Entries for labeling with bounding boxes
· · · · · · ·
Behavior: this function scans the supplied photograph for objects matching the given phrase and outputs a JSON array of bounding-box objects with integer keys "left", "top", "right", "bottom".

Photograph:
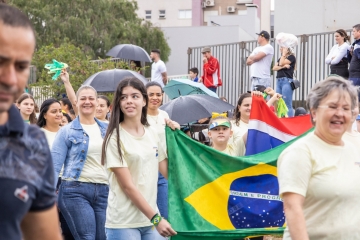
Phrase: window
[
  {"left": 179, "top": 10, "right": 192, "bottom": 19},
  {"left": 145, "top": 10, "right": 151, "bottom": 19},
  {"left": 159, "top": 10, "right": 165, "bottom": 19}
]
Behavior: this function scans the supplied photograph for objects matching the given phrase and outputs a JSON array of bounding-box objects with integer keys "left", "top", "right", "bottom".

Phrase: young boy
[{"left": 189, "top": 68, "right": 199, "bottom": 82}]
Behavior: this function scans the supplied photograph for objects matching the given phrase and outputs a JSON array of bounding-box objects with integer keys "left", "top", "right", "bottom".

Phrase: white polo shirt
[{"left": 151, "top": 59, "right": 166, "bottom": 87}]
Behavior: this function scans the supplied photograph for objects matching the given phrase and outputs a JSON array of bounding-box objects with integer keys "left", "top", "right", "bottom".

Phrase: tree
[
  {"left": 32, "top": 42, "right": 128, "bottom": 98},
  {"left": 8, "top": 0, "right": 170, "bottom": 61}
]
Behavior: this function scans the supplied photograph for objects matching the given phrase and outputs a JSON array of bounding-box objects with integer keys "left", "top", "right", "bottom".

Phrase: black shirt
[
  {"left": 348, "top": 39, "right": 360, "bottom": 78},
  {"left": 276, "top": 55, "right": 296, "bottom": 79},
  {"left": 0, "top": 106, "right": 56, "bottom": 240}
]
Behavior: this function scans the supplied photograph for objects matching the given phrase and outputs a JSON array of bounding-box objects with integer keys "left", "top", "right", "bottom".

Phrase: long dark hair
[
  {"left": 16, "top": 93, "right": 37, "bottom": 124},
  {"left": 37, "top": 98, "right": 60, "bottom": 128},
  {"left": 101, "top": 77, "right": 149, "bottom": 165},
  {"left": 335, "top": 29, "right": 350, "bottom": 42},
  {"left": 98, "top": 95, "right": 110, "bottom": 120},
  {"left": 234, "top": 93, "right": 251, "bottom": 126},
  {"left": 60, "top": 98, "right": 73, "bottom": 110}
]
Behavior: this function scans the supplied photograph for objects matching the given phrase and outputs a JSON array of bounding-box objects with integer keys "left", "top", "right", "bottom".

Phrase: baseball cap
[
  {"left": 294, "top": 107, "right": 307, "bottom": 117},
  {"left": 247, "top": 85, "right": 266, "bottom": 93},
  {"left": 256, "top": 30, "right": 270, "bottom": 40},
  {"left": 201, "top": 47, "right": 211, "bottom": 53},
  {"left": 209, "top": 119, "right": 231, "bottom": 130}
]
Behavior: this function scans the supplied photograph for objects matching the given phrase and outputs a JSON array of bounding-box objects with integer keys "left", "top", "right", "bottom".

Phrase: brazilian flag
[{"left": 166, "top": 128, "right": 305, "bottom": 240}]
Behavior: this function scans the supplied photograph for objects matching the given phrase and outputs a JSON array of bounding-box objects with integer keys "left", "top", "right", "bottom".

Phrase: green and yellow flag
[{"left": 166, "top": 128, "right": 310, "bottom": 240}]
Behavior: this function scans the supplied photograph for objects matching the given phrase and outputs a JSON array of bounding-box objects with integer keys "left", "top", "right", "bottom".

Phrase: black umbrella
[
  {"left": 160, "top": 94, "right": 235, "bottom": 124},
  {"left": 106, "top": 44, "right": 152, "bottom": 62},
  {"left": 83, "top": 69, "right": 148, "bottom": 92}
]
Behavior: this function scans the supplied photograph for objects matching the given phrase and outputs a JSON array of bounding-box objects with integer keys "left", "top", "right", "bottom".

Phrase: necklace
[{"left": 151, "top": 114, "right": 159, "bottom": 124}]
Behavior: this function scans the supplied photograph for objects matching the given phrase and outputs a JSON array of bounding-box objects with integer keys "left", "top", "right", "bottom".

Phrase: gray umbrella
[
  {"left": 106, "top": 44, "right": 152, "bottom": 62},
  {"left": 160, "top": 94, "right": 235, "bottom": 124},
  {"left": 83, "top": 69, "right": 148, "bottom": 92}
]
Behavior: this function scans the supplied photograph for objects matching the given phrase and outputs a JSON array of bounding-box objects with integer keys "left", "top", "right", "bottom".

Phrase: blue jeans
[
  {"left": 58, "top": 180, "right": 109, "bottom": 240},
  {"left": 276, "top": 77, "right": 294, "bottom": 117},
  {"left": 349, "top": 78, "right": 360, "bottom": 99},
  {"left": 156, "top": 173, "right": 169, "bottom": 219},
  {"left": 251, "top": 77, "right": 271, "bottom": 91},
  {"left": 105, "top": 226, "right": 166, "bottom": 240},
  {"left": 208, "top": 87, "right": 217, "bottom": 93}
]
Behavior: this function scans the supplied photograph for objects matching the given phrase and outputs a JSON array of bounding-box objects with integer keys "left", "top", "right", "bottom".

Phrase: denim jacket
· · · · · · ·
### What you need to do
Select every line of the material above that contains the word "flag", and copy those lines.

### Correct answer
Phrase: brazilian flag
Phrase: green and yellow flag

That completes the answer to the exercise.